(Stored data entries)
--- START ---
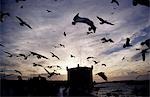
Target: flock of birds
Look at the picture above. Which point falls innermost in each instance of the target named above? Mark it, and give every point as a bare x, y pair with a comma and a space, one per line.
76, 19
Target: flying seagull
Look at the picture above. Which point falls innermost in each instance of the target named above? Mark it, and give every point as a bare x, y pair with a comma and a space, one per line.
48, 11
115, 1
18, 72
102, 74
34, 64
2, 15
39, 56
78, 19
146, 42
102, 21
53, 55
141, 2
127, 44
23, 23
51, 73
104, 65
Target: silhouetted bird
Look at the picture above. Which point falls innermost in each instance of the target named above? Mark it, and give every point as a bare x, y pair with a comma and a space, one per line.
104, 65
62, 45
87, 21
141, 2
104, 21
102, 74
25, 56
48, 11
39, 56
50, 67
89, 33
89, 58
2, 45
23, 23
51, 73
72, 56
2, 15
17, 1
106, 40
18, 72
127, 44
115, 1
143, 53
9, 54
95, 62
53, 55
19, 77
34, 64
64, 33
146, 42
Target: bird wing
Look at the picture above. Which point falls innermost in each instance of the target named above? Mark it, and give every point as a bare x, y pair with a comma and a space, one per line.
28, 25
47, 71
19, 19
18, 72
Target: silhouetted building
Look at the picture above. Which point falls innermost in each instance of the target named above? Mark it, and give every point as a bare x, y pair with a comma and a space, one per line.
80, 80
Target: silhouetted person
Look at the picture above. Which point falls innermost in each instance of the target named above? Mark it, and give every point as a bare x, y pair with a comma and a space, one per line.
104, 65
64, 33
102, 21
17, 1
39, 56
19, 77
143, 54
146, 42
53, 55
115, 1
51, 73
141, 2
104, 40
23, 23
34, 64
87, 21
2, 45
102, 74
17, 71
2, 15
127, 44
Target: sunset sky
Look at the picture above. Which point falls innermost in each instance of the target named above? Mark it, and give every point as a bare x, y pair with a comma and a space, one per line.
47, 32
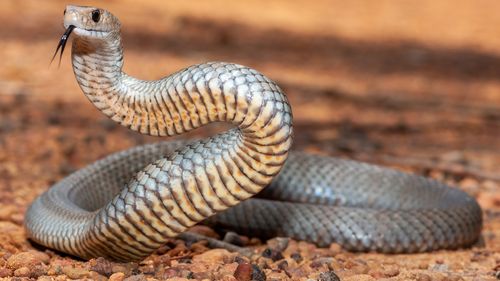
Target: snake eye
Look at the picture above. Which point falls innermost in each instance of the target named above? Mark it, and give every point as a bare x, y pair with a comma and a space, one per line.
96, 15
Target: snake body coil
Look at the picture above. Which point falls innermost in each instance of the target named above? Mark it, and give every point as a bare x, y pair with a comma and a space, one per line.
126, 205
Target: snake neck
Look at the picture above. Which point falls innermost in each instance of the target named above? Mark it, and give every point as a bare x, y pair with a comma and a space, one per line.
184, 100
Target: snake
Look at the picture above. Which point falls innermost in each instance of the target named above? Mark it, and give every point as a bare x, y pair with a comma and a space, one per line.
129, 204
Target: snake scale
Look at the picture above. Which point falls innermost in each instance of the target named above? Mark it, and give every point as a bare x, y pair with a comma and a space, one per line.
128, 204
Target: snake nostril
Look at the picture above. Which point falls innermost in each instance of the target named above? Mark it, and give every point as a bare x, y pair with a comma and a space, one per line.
96, 15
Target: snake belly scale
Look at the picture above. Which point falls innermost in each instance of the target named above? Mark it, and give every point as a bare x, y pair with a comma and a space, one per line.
128, 204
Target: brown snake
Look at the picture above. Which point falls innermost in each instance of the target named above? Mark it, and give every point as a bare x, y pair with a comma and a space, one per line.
128, 204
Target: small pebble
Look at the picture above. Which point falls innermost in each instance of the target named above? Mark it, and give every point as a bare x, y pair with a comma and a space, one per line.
119, 276
75, 273
359, 277
423, 277
328, 276
22, 272
23, 259
272, 254
258, 274
215, 256
296, 257
243, 272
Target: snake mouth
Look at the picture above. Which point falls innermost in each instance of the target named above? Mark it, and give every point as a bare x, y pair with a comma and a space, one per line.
62, 43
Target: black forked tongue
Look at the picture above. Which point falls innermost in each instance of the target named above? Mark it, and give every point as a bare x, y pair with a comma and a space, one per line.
62, 43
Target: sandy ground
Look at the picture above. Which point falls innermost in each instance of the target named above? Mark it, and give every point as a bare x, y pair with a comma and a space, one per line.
410, 84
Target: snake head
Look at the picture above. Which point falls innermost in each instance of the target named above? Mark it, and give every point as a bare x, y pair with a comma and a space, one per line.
88, 23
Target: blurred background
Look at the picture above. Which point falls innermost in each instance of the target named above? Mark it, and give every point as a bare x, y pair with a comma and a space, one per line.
408, 83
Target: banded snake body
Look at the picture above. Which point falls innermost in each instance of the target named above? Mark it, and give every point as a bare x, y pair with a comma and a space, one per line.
128, 204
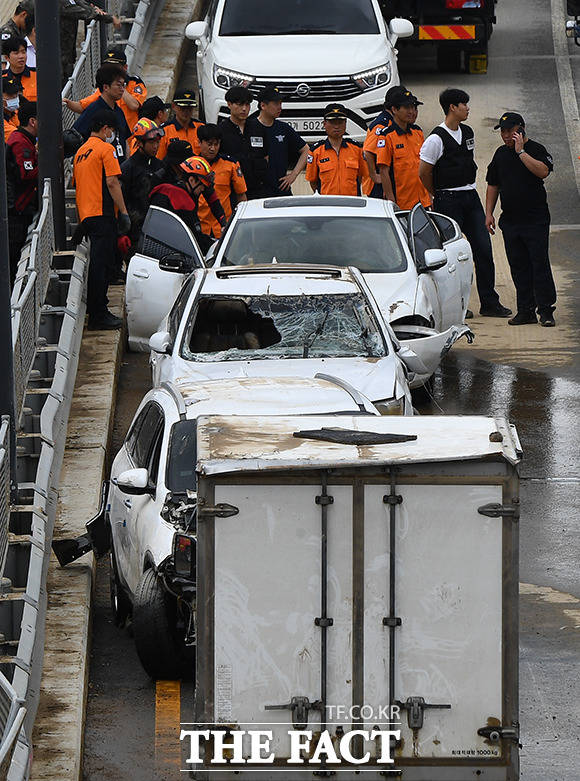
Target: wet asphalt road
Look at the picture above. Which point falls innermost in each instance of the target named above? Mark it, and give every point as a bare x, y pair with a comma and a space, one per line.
544, 405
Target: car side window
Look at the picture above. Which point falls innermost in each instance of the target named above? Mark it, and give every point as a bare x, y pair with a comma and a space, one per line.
179, 306
145, 438
425, 235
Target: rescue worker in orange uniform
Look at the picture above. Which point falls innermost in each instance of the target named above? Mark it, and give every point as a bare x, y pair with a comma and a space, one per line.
99, 197
183, 127
371, 185
229, 182
14, 49
398, 148
336, 164
133, 97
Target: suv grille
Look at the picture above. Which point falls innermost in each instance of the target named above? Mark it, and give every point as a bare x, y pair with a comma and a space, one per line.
321, 90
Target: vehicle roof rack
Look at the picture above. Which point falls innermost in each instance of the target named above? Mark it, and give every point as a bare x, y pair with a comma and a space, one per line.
314, 200
279, 268
177, 397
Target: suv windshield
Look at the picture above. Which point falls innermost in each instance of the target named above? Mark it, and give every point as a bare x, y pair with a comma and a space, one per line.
270, 327
299, 17
369, 243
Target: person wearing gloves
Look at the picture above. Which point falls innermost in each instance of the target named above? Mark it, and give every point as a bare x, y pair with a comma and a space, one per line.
99, 197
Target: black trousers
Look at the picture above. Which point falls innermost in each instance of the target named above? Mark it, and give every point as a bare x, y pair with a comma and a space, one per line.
465, 208
526, 247
102, 233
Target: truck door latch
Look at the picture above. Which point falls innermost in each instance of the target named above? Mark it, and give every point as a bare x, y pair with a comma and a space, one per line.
495, 734
299, 707
416, 707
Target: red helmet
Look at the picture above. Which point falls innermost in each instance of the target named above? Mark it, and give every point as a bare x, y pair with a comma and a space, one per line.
198, 166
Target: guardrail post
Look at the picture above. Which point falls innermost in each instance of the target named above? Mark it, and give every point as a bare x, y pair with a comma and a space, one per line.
50, 149
7, 356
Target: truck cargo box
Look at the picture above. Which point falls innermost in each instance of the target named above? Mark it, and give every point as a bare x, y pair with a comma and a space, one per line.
358, 574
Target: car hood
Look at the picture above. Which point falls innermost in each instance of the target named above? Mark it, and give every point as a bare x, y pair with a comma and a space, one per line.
395, 294
374, 377
288, 56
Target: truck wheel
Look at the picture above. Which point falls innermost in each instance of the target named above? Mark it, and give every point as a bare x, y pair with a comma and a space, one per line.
449, 59
120, 602
154, 627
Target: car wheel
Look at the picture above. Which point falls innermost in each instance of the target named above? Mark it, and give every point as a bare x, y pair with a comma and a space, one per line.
120, 602
160, 649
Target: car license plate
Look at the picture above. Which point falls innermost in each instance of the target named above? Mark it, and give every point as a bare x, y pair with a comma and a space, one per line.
307, 125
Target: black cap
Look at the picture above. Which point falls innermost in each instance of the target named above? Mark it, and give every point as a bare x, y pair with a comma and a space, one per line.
510, 119
335, 111
185, 97
178, 151
269, 94
401, 96
152, 106
116, 54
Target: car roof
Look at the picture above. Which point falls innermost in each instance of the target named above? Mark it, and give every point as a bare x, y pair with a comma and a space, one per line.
280, 280
264, 396
316, 205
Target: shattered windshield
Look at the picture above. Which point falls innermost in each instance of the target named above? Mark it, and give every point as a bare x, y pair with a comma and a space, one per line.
268, 327
369, 243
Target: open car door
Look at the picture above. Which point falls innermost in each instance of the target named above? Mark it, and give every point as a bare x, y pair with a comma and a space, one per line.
168, 253
423, 235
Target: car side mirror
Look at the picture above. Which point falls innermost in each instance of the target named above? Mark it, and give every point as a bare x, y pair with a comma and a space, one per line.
196, 30
160, 342
433, 259
411, 360
134, 482
401, 28
175, 262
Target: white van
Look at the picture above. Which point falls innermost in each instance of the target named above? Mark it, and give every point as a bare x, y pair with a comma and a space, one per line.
314, 53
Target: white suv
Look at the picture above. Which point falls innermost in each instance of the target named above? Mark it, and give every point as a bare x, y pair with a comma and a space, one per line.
314, 53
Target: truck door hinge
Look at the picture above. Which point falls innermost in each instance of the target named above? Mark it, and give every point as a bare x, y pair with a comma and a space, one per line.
416, 707
495, 734
221, 510
300, 706
495, 510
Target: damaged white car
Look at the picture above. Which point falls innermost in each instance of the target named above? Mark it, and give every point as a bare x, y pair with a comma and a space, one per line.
150, 509
418, 266
288, 321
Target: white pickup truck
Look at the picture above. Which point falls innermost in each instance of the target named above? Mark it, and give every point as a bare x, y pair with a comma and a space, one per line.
357, 598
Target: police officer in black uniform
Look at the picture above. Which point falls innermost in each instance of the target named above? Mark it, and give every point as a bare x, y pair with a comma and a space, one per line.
448, 171
516, 175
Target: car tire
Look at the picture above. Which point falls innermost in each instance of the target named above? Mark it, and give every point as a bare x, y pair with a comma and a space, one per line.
120, 603
160, 650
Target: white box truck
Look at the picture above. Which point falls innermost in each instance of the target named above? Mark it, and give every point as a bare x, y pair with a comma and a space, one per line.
357, 599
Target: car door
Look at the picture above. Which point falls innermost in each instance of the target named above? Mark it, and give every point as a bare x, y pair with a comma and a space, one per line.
168, 253
458, 251
423, 235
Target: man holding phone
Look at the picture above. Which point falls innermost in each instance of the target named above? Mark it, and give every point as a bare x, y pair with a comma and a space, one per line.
516, 175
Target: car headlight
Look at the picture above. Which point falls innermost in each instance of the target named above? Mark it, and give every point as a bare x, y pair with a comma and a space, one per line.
373, 78
225, 78
391, 406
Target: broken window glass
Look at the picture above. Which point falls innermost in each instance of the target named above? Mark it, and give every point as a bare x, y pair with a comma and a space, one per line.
270, 327
369, 243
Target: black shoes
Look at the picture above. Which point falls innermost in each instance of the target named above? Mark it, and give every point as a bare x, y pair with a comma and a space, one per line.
105, 322
495, 311
547, 319
524, 318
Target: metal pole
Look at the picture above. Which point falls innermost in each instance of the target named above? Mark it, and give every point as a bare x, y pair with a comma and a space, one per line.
7, 356
50, 149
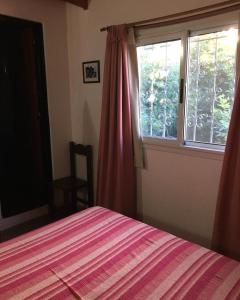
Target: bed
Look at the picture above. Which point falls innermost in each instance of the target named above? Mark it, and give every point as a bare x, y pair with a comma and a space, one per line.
100, 254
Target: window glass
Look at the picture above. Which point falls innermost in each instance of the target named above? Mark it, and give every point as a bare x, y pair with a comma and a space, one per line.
210, 86
159, 68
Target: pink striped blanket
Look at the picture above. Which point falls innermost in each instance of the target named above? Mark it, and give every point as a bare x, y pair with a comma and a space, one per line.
99, 254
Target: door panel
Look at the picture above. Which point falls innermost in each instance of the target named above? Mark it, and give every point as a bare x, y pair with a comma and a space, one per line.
25, 155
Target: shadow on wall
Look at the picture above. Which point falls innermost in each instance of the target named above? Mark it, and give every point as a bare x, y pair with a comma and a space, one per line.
89, 136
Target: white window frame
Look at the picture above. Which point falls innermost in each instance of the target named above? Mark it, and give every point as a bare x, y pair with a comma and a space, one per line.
182, 32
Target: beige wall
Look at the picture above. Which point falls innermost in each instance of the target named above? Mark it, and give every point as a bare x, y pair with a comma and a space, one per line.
52, 14
178, 189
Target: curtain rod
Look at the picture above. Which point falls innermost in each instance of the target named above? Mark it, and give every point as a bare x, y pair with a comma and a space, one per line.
214, 9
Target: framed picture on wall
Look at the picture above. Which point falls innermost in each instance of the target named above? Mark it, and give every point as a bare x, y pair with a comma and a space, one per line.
91, 71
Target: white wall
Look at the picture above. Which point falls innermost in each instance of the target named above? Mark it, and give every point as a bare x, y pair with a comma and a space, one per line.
178, 188
52, 14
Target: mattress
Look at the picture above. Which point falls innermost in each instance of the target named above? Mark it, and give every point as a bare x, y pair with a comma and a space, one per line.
100, 254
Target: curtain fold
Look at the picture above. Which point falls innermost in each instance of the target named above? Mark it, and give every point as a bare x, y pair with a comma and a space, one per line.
226, 234
116, 182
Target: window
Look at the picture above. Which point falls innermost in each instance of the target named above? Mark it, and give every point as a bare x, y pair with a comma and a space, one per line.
187, 87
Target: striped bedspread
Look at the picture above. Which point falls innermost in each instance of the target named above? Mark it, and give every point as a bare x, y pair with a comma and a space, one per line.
99, 254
--- END ---
### What is expected:
Reproduce every line above containing "uniform".

### Exercise response:
Target: rescue worker in orange uniform
Target: police officer in black uniform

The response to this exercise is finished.